İş talebi: Beyin kanaması metninde "Beyin ameliyatı sonrasında" sözlerinin geçtiği yerden başlayıp "kısa yürüyüş önerilebilir." sözlerinden sonra durarak bu kısmı harfi harfine aktarın.

Alıntılanan metin:
==================================================

Beyin kanaması geçiren hastaların bir kısmı hayatını kaybeder, bir kısmında kalıcı hasarlar oluşur ve bir kısmı da normal yaşantısına dönebilir. Beyinde oluşan kanamanın beynin hangi noktasını etkilediği tedavi sonrası hayatı etkiler.
Örneğin temporal lobda oluşan kanamalarda hastada konuşma bozukluğu veya sara nöbetleri görülebilir, oksipital lobda kanama olursa görme bozuklukları olabilir, arka beyin bölgesinde kanama olursa kol ve bacakta güçsüzlük veya felç olabilir ve beyin sapında kanama olması hastayı komada bırakabilecek kadar ciddi risk taşır. Bazı hastalarda oluşan hasarlar kalıcı değildir ve tedavi sonrası rehabilitasyon süreci ile hastanın durumunda düzelme olabilir.
Beyin kanaması geçiren hastaların ameliyat sonrası süreçte çok iyi takip edilmeleri gerekir. Beyin kanaması çok ciddi bir sağlık sorunudur ve kanama sonrası yapılan ameliyat da oldukça ağırdır. Beyin kanaması ameliyatı sonrası hastalar önce yoğun bakım ünitesine oradan da normal odaya alınır. Hastaların belirli aralıklarla tansiyonları, nabızları ve bilinç durumları kontrol edilir.
Ameliyat sonrası genelde hastalar bir hafta kadar hastanede kalır. Hasta hastaneden ayrılmadan önce beyin tomografisi çekilerek durumu kontrol edilir. Hastaların ameliyat nedeni ile oluşan yaralarının iyileşmesi iki üç ayı bulabilir. Bu süreçte hastaya ağır kaldırmaması, stresten uzak durması, yorucu sporlar yapmaması, düzenli beslenmesi ve kafa içi basıncı artıracak aktivitelerden uzak durması önerilir.
Beyin ameliyatı sonrasında hastaların sportif faaliyetlerini ne zaman yapacağı doktor tarafından belirlenir. Ameliyattan sonra kafa içi basıncı artıracak aktivitelerden kaçınmak, ağır kaldırmamak ve yorucu sporlar yapmamak gerekir. Hastalara ameliyattan sonra ortalama bir saatlik kısa yürüyüş önerilebilir.

==================================================

Alıntılanan veriler:
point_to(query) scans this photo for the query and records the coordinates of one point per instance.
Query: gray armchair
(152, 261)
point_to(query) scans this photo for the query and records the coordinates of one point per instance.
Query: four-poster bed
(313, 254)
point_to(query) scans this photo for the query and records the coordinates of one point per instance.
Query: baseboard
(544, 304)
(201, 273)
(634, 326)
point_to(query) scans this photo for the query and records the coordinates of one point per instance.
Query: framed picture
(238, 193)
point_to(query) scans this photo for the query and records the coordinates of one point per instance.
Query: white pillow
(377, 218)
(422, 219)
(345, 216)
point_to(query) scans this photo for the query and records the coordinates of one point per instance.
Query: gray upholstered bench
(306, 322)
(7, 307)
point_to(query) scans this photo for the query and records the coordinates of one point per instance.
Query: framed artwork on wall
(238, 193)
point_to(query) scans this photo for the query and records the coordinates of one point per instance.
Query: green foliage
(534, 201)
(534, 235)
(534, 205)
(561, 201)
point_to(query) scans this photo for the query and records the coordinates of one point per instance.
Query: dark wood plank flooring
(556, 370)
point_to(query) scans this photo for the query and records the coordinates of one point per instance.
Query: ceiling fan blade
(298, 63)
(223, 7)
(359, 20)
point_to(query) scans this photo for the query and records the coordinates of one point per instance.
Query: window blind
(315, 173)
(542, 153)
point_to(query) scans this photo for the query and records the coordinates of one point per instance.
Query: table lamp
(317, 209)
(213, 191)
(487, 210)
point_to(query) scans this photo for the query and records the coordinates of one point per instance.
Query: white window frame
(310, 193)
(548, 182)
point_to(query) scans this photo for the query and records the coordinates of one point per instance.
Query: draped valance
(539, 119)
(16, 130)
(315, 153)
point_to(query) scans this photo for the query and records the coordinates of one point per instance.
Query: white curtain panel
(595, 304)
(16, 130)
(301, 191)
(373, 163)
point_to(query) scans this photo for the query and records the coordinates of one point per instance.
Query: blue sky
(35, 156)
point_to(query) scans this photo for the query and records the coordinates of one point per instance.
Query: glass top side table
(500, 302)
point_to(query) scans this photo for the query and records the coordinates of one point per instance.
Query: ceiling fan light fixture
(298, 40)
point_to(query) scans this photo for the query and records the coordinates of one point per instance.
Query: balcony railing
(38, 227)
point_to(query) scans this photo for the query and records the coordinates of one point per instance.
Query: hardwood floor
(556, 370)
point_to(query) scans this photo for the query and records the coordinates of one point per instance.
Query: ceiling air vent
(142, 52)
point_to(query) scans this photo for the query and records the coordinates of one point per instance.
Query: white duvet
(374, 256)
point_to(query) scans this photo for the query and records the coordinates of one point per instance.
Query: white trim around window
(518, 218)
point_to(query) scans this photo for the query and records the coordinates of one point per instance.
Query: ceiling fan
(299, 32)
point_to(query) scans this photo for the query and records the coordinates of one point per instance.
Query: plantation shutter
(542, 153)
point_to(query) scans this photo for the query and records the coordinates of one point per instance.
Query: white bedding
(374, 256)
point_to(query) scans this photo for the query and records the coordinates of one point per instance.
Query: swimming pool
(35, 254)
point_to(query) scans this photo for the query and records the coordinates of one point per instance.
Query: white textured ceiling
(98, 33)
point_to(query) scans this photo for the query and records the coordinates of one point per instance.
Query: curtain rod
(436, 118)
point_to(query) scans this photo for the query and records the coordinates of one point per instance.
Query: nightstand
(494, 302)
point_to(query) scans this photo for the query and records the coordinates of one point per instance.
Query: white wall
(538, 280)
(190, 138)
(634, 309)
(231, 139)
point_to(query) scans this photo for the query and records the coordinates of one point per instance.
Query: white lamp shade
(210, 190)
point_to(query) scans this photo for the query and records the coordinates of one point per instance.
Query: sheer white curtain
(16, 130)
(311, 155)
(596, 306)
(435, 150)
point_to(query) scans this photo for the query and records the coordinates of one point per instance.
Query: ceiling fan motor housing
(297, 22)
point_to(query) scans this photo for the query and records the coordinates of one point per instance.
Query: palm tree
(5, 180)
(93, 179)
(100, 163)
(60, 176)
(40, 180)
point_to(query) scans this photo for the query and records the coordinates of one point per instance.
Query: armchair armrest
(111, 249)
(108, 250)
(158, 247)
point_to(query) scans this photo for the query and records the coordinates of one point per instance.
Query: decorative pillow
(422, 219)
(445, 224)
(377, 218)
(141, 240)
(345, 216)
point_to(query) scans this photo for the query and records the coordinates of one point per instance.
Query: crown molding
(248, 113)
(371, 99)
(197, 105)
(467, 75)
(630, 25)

==================================================

Sorunun çözümü:
Beyin ameliyatı sonrasında hastaların sportif faaliyetlerini ne zaman yapacağı doktor tarafından belirlenir. Ameliyattan sonra kafa içi basıncı artıracak aktivitelerden kaçınmak, ağır kaldırmamak ve yorucu sporlar yapmamak gerekir. Hastalara ameliyattan sonra ortalama bir saatlik kısa yürüyüş önerilebilir.